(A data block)
━━━━━━━━━━━━━━━━━━━━
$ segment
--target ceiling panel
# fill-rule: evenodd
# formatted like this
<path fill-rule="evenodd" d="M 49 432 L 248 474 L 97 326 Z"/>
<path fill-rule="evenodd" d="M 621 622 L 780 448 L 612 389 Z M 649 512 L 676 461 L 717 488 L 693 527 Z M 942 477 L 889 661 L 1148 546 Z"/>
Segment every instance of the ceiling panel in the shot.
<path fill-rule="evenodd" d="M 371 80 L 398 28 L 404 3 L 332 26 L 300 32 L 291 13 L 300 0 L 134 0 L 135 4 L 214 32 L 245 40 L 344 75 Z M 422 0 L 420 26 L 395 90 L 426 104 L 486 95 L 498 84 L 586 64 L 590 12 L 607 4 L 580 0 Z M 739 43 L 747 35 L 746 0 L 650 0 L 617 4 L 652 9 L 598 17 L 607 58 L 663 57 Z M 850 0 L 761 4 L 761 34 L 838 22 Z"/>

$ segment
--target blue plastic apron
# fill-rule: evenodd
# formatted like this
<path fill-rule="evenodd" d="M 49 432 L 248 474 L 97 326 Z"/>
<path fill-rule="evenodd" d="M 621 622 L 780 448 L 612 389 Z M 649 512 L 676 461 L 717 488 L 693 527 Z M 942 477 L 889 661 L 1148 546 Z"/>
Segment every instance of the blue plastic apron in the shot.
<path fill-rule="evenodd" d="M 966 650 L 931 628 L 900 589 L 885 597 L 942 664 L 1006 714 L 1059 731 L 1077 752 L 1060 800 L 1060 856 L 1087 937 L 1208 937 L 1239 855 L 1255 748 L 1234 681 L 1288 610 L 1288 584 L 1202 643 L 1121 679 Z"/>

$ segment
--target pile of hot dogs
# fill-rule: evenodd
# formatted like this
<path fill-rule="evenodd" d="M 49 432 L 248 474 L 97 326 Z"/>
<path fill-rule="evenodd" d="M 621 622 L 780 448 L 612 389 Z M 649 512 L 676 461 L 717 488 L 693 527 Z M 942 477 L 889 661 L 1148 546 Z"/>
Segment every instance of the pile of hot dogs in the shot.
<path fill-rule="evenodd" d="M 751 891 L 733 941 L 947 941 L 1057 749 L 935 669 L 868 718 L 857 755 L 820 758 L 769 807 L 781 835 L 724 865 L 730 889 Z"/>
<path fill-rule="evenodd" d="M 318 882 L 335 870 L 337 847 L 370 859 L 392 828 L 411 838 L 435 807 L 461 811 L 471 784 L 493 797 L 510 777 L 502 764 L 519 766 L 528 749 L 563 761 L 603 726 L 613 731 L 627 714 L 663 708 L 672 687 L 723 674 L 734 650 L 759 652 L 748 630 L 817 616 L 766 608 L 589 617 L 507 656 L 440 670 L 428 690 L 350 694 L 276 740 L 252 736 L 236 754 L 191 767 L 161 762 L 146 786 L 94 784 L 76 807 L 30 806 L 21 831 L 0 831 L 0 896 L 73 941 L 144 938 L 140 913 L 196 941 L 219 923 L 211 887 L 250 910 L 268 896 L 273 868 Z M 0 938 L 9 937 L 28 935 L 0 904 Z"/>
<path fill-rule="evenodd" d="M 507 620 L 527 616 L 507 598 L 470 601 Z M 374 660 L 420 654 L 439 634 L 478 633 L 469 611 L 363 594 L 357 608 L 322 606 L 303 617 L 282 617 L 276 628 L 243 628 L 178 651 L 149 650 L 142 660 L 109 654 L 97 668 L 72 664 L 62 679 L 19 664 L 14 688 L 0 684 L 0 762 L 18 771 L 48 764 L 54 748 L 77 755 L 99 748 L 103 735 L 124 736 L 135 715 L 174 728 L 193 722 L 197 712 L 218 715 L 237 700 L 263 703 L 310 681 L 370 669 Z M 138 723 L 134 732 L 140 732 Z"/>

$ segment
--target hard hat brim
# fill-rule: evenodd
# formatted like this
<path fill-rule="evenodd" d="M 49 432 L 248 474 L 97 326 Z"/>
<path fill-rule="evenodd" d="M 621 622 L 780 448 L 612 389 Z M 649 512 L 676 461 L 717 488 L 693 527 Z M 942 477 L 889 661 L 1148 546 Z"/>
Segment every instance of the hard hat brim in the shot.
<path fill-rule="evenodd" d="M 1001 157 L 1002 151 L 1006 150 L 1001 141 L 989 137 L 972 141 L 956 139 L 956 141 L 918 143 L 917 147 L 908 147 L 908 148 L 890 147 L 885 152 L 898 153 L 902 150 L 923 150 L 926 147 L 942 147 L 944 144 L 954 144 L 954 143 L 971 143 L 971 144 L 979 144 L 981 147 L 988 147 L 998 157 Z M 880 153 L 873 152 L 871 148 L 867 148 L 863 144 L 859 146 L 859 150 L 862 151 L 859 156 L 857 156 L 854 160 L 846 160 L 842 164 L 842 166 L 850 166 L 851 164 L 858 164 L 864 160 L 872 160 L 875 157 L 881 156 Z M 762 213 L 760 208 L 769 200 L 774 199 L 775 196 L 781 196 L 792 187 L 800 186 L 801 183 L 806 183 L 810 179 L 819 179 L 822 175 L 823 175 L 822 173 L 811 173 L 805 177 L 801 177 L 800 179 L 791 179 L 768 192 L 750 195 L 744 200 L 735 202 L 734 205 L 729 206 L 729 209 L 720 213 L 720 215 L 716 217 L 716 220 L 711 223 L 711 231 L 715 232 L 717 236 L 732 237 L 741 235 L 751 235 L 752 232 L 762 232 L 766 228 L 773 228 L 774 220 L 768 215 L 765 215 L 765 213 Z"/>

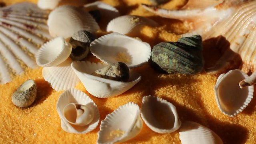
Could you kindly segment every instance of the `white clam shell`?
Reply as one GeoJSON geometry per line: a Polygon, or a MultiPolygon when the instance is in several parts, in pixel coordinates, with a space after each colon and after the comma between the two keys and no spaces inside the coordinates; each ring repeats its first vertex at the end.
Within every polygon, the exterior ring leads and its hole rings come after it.
{"type": "Polygon", "coordinates": [[[106,64],[90,62],[73,62],[71,67],[86,90],[93,96],[106,98],[121,94],[137,84],[141,79],[139,74],[130,70],[128,82],[120,82],[99,77],[91,74],[106,66],[106,64]]]}
{"type": "Polygon", "coordinates": [[[107,31],[126,34],[130,32],[139,32],[141,26],[145,25],[154,27],[158,25],[156,22],[148,18],[137,16],[125,15],[111,20],[108,24],[107,31]]]}
{"type": "Polygon", "coordinates": [[[148,62],[151,54],[150,46],[147,43],[116,32],[95,40],[91,43],[90,50],[105,63],[122,62],[129,68],[148,62]]]}
{"type": "Polygon", "coordinates": [[[170,133],[179,129],[181,125],[175,106],[154,96],[143,97],[140,114],[147,126],[156,132],[170,133]]]}
{"type": "Polygon", "coordinates": [[[182,144],[222,144],[221,139],[215,132],[192,122],[182,123],[180,128],[182,144]]]}
{"type": "Polygon", "coordinates": [[[113,144],[128,140],[141,131],[142,122],[139,106],[132,102],[120,106],[101,121],[98,144],[113,144]]]}
{"type": "Polygon", "coordinates": [[[57,110],[60,118],[61,128],[69,133],[81,134],[89,132],[96,128],[100,121],[100,113],[97,106],[86,94],[75,89],[66,90],[60,95],[57,102],[57,110]],[[66,120],[63,114],[64,109],[72,103],[85,105],[91,108],[94,118],[90,124],[86,126],[74,125],[66,120]]]}
{"type": "Polygon", "coordinates": [[[230,70],[218,78],[214,87],[215,98],[220,111],[229,116],[241,112],[253,97],[253,86],[240,88],[239,82],[249,76],[240,70],[230,70]]]}
{"type": "Polygon", "coordinates": [[[43,68],[43,77],[54,89],[60,91],[74,88],[80,82],[70,67],[71,62],[67,60],[56,66],[43,68]]]}
{"type": "Polygon", "coordinates": [[[52,11],[49,15],[47,25],[51,36],[65,38],[71,37],[80,30],[94,33],[100,29],[88,12],[82,8],[71,6],[60,6],[52,11]]]}
{"type": "Polygon", "coordinates": [[[36,64],[44,67],[57,66],[68,58],[72,50],[72,46],[63,38],[55,38],[42,46],[36,55],[36,64]]]}

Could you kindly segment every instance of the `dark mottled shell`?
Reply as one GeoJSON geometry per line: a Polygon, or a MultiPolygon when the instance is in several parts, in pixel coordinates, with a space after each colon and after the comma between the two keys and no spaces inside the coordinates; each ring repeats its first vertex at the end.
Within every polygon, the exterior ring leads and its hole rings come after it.
{"type": "Polygon", "coordinates": [[[204,67],[200,35],[182,37],[177,42],[161,42],[151,52],[152,60],[168,73],[196,74],[204,67]]]}

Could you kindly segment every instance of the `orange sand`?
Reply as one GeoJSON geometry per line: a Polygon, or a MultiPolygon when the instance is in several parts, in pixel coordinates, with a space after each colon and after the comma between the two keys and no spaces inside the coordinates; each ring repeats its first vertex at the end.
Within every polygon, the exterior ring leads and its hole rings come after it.
{"type": "MultiPolygon", "coordinates": [[[[24,0],[2,2],[9,5],[22,1],[24,0]]],[[[32,1],[36,2],[36,0],[32,1]]],[[[184,4],[184,1],[173,0],[164,6],[170,9],[177,8],[184,4]]],[[[178,38],[176,34],[187,30],[181,22],[159,18],[144,10],[138,1],[150,4],[147,0],[103,1],[116,7],[122,15],[144,16],[158,21],[161,26],[145,27],[139,35],[131,34],[149,43],[152,47],[162,41],[176,40],[178,38]]],[[[99,35],[105,32],[102,32],[99,33],[99,35]]],[[[91,55],[86,60],[98,61],[91,55]]],[[[42,68],[28,69],[23,74],[15,77],[12,82],[0,85],[0,142],[2,143],[95,143],[100,124],[96,129],[85,134],[69,134],[62,129],[56,103],[62,92],[56,92],[50,87],[42,77],[42,68]],[[19,86],[28,79],[35,80],[38,86],[37,97],[32,106],[22,109],[12,103],[11,96],[19,86]]],[[[85,92],[98,106],[100,120],[128,102],[140,106],[143,96],[152,95],[174,104],[182,122],[192,121],[210,128],[220,136],[225,144],[255,143],[255,98],[241,113],[234,117],[229,117],[220,112],[215,99],[213,87],[218,76],[208,75],[203,72],[195,76],[162,74],[154,71],[148,63],[136,70],[141,74],[141,80],[118,96],[106,99],[96,98],[90,94],[81,83],[76,88],[85,92]]],[[[141,133],[124,143],[135,143],[179,144],[180,142],[178,130],[170,134],[160,134],[153,132],[144,124],[141,133]]]]}

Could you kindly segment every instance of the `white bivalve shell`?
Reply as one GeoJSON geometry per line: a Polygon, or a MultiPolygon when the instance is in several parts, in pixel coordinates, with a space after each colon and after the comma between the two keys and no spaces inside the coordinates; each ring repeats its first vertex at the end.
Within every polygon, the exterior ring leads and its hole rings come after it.
{"type": "Polygon", "coordinates": [[[129,68],[148,61],[151,48],[148,44],[117,32],[105,35],[91,43],[91,52],[107,64],[122,62],[129,68]]]}
{"type": "Polygon", "coordinates": [[[120,106],[101,121],[98,144],[113,144],[130,140],[141,131],[142,122],[139,106],[132,102],[120,106]]]}
{"type": "Polygon", "coordinates": [[[223,144],[215,132],[199,124],[192,122],[182,123],[180,128],[182,144],[223,144]]]}
{"type": "Polygon", "coordinates": [[[72,46],[63,38],[58,37],[44,44],[36,55],[36,64],[44,67],[56,66],[66,60],[72,46]]]}
{"type": "Polygon", "coordinates": [[[175,106],[154,96],[143,97],[140,114],[147,126],[156,132],[170,133],[179,129],[181,125],[175,106]]]}
{"type": "Polygon", "coordinates": [[[106,64],[90,62],[73,62],[71,67],[86,90],[91,94],[100,98],[106,98],[120,94],[131,88],[141,79],[140,75],[130,70],[127,82],[118,81],[92,74],[96,70],[106,66],[106,64]]]}
{"type": "Polygon", "coordinates": [[[52,11],[47,25],[51,36],[65,38],[80,30],[94,33],[100,29],[95,20],[82,8],[67,5],[59,6],[52,11]]]}
{"type": "Polygon", "coordinates": [[[66,132],[84,134],[94,129],[100,121],[97,106],[89,96],[74,88],[62,93],[57,102],[61,128],[66,132]]]}
{"type": "Polygon", "coordinates": [[[230,70],[220,75],[214,87],[215,98],[220,111],[229,116],[241,112],[253,97],[253,86],[240,88],[242,80],[249,76],[240,70],[230,70]]]}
━━━━━━━━━━━━━━━━━━━━
Starting at the top of the listing and ending with the line that contains "966 650 L 931", convert those lines into a JSON list of strings with one string per line. Include both end lines and leave out blank lines.

• _Final result_:
[
  "$ segment",
  "--target ceiling panel",
  "# fill-rule: evenodd",
  "# formatted like this",
  "<path fill-rule=\"evenodd\" d=\"M 49 432 L 248 474 L 97 326 Z\"/>",
  "<path fill-rule=\"evenodd\" d=\"M 621 622 L 780 448 L 612 389 Z M 649 512 L 676 461 L 717 488 L 693 527 Z M 942 477 L 889 661 L 1148 546 Z\"/>",
  "Segment every instance of the ceiling panel in the shot.",
  "<path fill-rule=\"evenodd\" d=\"M 371 80 L 398 28 L 404 3 L 332 26 L 300 32 L 291 13 L 300 0 L 134 0 L 135 4 L 214 32 L 245 40 L 344 75 Z M 422 0 L 420 26 L 395 90 L 426 104 L 486 95 L 498 84 L 586 64 L 590 12 L 607 4 L 580 0 Z M 739 43 L 747 35 L 746 0 L 650 0 L 617 4 L 652 9 L 598 17 L 607 58 L 663 57 Z M 850 0 L 761 4 L 761 34 L 838 22 Z\"/>",
  "$ segment",
  "--target blue plastic apron",
  "# fill-rule: evenodd",
  "# formatted like this",
  "<path fill-rule=\"evenodd\" d=\"M 49 432 L 248 474 L 97 326 Z\"/>",
  "<path fill-rule=\"evenodd\" d=\"M 621 622 L 780 448 L 612 389 Z M 649 512 L 676 461 L 717 488 L 693 527 Z M 942 477 L 889 661 L 1148 546 Z\"/>",
  "Segment every instance of the blue plastic apron in the shot.",
  "<path fill-rule=\"evenodd\" d=\"M 966 650 L 931 628 L 900 589 L 885 597 L 942 664 L 1006 714 L 1059 731 L 1077 752 L 1060 800 L 1060 856 L 1087 937 L 1208 937 L 1239 855 L 1255 748 L 1234 681 L 1288 610 L 1288 584 L 1202 643 L 1121 679 Z\"/>"
]